### [Selected passage]
Subtitles generation via ASR (Automatic Speech Recognition)

Could we add a possibility of generating subtitles for the recordings or even for the live programs on the fly?

An eighth gen quad core i5 can achieve 5x speed when using tiny.en model in whisper:

Just like with hardware transcoding, having a GPU would speed things up quite a bit and allow for the larger and more accurate models to be used.

If somebody is interested in playing with it, just install it via PIP and follow the Command-line usage section

@lsudduth

EDIT: There is also a standalone executable

Here are some benchmarks

What have you tried it on and how accurate is it for you?

Something like this would be the final piece for things like ah4c and ADBTuner. Closed captions are the only thing I really miss.

It just works. Even random foreign videos can have their subtitles generated. I always use the largest model available so medium.en for English or large-v3 - international.

I imagine with the system requirements needed to run this that it won't be making it into Channels DVR any time soon.

Even without GPU the speed is quite acceptable and on smaller models exceeds real time

Size Parameters English-only model Multilingual model Required RAM Relative speed
tiny 39 M tiny.en tiny ~1 GB ~32x
base 74 M base.en base ~1 GB ~16x
small 244 M small.en small ~2 GB ~6x
medium 769 M medium.en medium ~5 GB ~2x
large 1550 M N/A large ~10 GB 1x

Something like EzDubs could work

Does it output something like a SRT, or is it designed to be integrated into another application?

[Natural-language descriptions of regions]

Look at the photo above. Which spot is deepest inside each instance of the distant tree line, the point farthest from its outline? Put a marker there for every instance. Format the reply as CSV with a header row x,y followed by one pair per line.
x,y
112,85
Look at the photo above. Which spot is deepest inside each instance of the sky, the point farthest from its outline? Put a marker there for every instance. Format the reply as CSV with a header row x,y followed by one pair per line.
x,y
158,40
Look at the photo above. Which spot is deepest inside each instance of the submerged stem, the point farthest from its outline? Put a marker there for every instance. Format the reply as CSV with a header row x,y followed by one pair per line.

### [Questions on the material]
1 – Do these statements agree with the thread on subtitle generation? Answer yes or no for each, and quote the words from the thread that decide it.
(a) An eighth gen quad core i5 reaches 5x speed with the tiny.en model.
(b) The large model has an English-only version.
(c) One poster always uses the smallest model for English.
2 – Continue the thread on subtitle generation, starting after its last post.

### [Answers to the exercise]
1 –
(a) Yes: "An eighth gen quad core i5 can achieve 5x speed when using tiny.en model in whisper"
(b) No: "large 1550 M N/A large ~10 GB 1x"
(c) No: "I always use the largest model available so medium.en for English"

2 –
I would love to try it on some of my PlayOn recordings. The timing on the subtitles gets a bit off for some reason.

By default all supported subtitle formats are produced:

$ whisper --help

  --output_format {txt,vtt,srt,tsv,json,all}, -f {txt,vtt,srt,tsv,json,all}
                        format of the output file; if not specified, all
                        available formats will be produced (default: all)

Check out this project: GitHub - collabora/WhisperLive: A nearly-live implementation of OpenAI's Whisper.

It can already transcribe HLS streams live

client(hls_url="http://as-hls-ww-live.akamaized.net/pool_904/live/ww/bbc_1xtra/bbc_1xtra.isml/bbc_1xtra-audio%3d96000.norewind.m3u8")

It outputs text and if I'm understanding the documentation correctly, there's a way to return a string of two lines of text each with a max 50 characters.

1 Like

ezdubs is making a lot of progress with live translation. maybe somebody could reach out to them and ask for an integration with channels?

@babsonnexus Would the Whisper Live program I posted above be a good candidate for your project, similar to how you integrated the mpd to hls feature?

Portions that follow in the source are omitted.